> **EXERCISE**
Render the records as a JSON list of strings, one string per line and no blank lines, starting at the line containing "Check that every instance of the goose breast" and running through the end of the records. Leave the pictures out of the answer.

[Start of MATERIAL PROVIDED]

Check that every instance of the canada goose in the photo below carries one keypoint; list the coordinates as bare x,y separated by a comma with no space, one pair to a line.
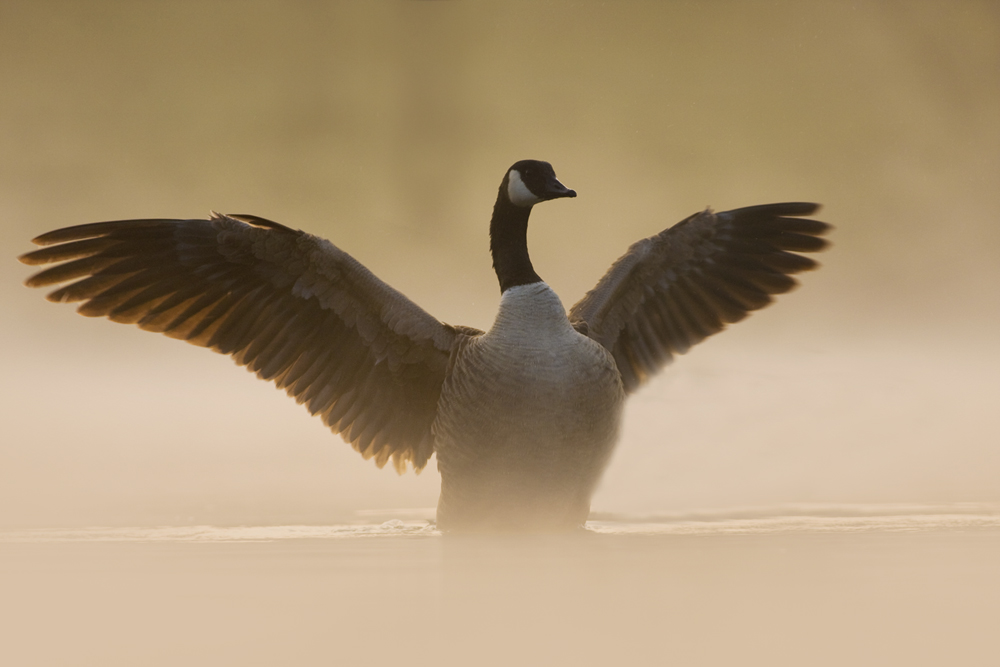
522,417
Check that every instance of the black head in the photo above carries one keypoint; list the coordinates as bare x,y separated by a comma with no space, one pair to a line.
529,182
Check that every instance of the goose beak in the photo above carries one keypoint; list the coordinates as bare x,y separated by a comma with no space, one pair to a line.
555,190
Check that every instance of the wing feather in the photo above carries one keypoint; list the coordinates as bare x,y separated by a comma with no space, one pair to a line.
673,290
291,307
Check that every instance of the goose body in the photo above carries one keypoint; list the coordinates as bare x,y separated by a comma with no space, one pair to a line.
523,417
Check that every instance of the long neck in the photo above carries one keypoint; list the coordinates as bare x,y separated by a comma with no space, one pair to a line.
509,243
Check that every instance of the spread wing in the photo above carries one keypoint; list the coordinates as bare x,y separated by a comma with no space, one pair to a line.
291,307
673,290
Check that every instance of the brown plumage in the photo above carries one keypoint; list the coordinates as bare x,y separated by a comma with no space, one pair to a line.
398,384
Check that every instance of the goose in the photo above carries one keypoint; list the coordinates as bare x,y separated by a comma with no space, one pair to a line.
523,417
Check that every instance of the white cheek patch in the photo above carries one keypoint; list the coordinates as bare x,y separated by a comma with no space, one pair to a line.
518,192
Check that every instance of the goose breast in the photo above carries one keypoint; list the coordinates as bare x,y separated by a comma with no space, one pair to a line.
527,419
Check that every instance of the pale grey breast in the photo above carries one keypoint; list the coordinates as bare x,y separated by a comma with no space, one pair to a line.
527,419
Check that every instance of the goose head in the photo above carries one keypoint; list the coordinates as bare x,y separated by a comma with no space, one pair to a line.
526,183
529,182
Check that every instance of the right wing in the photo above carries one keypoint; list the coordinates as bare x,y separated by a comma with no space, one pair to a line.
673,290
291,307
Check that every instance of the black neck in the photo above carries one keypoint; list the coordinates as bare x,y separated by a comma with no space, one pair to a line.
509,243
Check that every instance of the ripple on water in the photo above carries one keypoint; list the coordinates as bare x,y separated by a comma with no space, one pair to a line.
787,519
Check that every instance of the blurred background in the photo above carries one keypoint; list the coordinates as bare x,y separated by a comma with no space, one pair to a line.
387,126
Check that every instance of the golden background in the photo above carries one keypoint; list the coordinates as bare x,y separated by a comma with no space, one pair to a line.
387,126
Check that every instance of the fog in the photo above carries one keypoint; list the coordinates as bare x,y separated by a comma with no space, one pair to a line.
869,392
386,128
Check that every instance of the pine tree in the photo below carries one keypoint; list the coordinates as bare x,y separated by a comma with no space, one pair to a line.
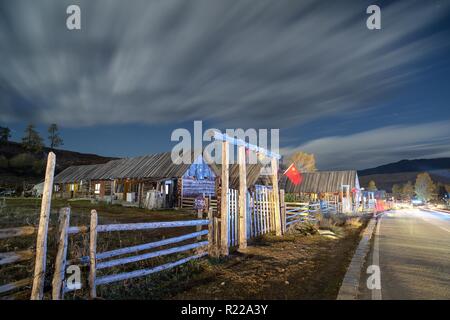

[End of MATERIAL PROVIDED]

> **SOLVED PROBLEM**
[
  "Check that every instance of the goose breast in the photo above carries one keypoint; list the coordinates as bare x,y separated by a comma with no space, one pair to a line.",
  "527,419",
  "Check that every instance of the pale grey breast in the photo above carries one keypoint; list the coordinates as bare x,y separated by a comma with no space, one pair to a line.",
  "527,419",
  "Check that every instance of the goose head in the photo above carries one keypoint; list the coordinates as bare x,y separated by a comma with no space, one pair to a line.",
  "526,183",
  "529,182",
  "Check that every instance of the right wing in the photo above carries one keypoint; list the coordinates as bare x,y separated by a comma with no space, one pair to a line.",
  "673,290",
  "291,307",
  "Check that every instance of the black neck in the photo above carries one keypoint; list the coordinates as bare x,y separated by a comma with no space, one pair to a line.",
  "509,243",
  "Check that every instance of the ripple on water in the photo above carries one keypoint; list the coordinates as bare x,y separated by a comma with no space, one pair to a line.",
  "787,519",
  "Check that every instance of the blurred background in the photo above carries one keypoint; list the coordinates as bare x,y separated by a comma with no space, one pair to a line.",
  "387,126",
  "Check that every instance of the golden background in the photo above carries one keypoint; list the coordinates as bare x,y separated by a comma with no space, one pair to a line.",
  "387,126",
  "Check that every instance of the fog in the photo above carries one keypoint; list the coordinates as bare x,y separated by a comma with no space, one pair to a line.",
  "869,392",
  "386,128",
  "Check that every instance of the pine tree in the photo below carries one keypoint; list the coordinates as bare x,y separated by a comma with no space, one pair to a line."
]